Bali genelinde Hindu tapınakları büyüleyici, özellikle Ubud ve civarında muhteşem tapınaklar var; her biri başlı başına bir sanat eseri gibi. Din sosyal hayatın her anında hissediliyor; sbahları her evin, her dükkanın önünde çiçekler, tütsüler ve küçük bir parça yiyecekle hazırlanmış sunakları görmek mümkün. Yağmur yağarken yine çiçekler hazırlanıp tütsü yakılarak bir sunak hazırlanıyor ve arkasından dua ederek dilekte bulunuyorlar. Çeşitli ayinlere denk geldik; her biri ayrı, son derece enteresan seramoniler. Fotoğraf çekmekle yetindik ama daha uzun süre kalındığında bunların hepsini detaylarıyla öğrenmek mümkün.

Hedefler
- 1) Bali yazısına göre yağmur yağarken insanlar ne yapıyor?
- 2) Bali yazısında evlerin ve dükkanların önündeki sabah sunaklarında bulunduğu söylenen her şeyi sıralayın.
- 3) Bali yazısını son cümlesinden sonra birkaç cümleyle sürdürün.

Verilen Bilgiler
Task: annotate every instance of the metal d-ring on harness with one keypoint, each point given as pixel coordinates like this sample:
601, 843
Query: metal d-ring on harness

Yazılı Cevaplar
- 1) Çiçek hazırlayıp tütsü yakarak bir sunak hazırlıyor, ardından dua edip dilekte bulunuyorlar.

- 2) Çiçekler, tütsüler, küçük bir parça yiyecek

- 3)
Bu arada Bali’de, tamamen buraya özgü Barong Dance, Kecak Dance,… gibi çeşitli dans gösterileri var. Biz Batubulan’da izleme şansı bulabildik; hatta biraz da gecikmişiz, salon dolmuş gösteri de kısa süre önce başlamış. Bizi müzisyenlerin hemen yanına oturttular böylece direkt sahnenin içinden seyrettik diyebiliriz; açıkçası hiç fena değildiJ Fiyatlar genelde 80-100.000 Rupi civarında.

İnternetten Bali dans gösterileri takvimi diye arandığında hangi dans nerede ve saat kaçta bulmak mümkün. Böylece seyahat planlaması yaparken gidilen yerde bu danslardan birini izlemek keyifli olabilir. Mesela bizim Ubud’da kaldığımız gün akşam 19.30’da güzel bir açık hava restoranında yapılan bir gösteri vardı; akşam yemeği dahil fiyatı 80.000 Rupiydi. Önceden bilgisi olup da biletlerini alanlar bu gösteriyi neredeyse sadece yemek fiyatına izleme imkanı bulabildiler.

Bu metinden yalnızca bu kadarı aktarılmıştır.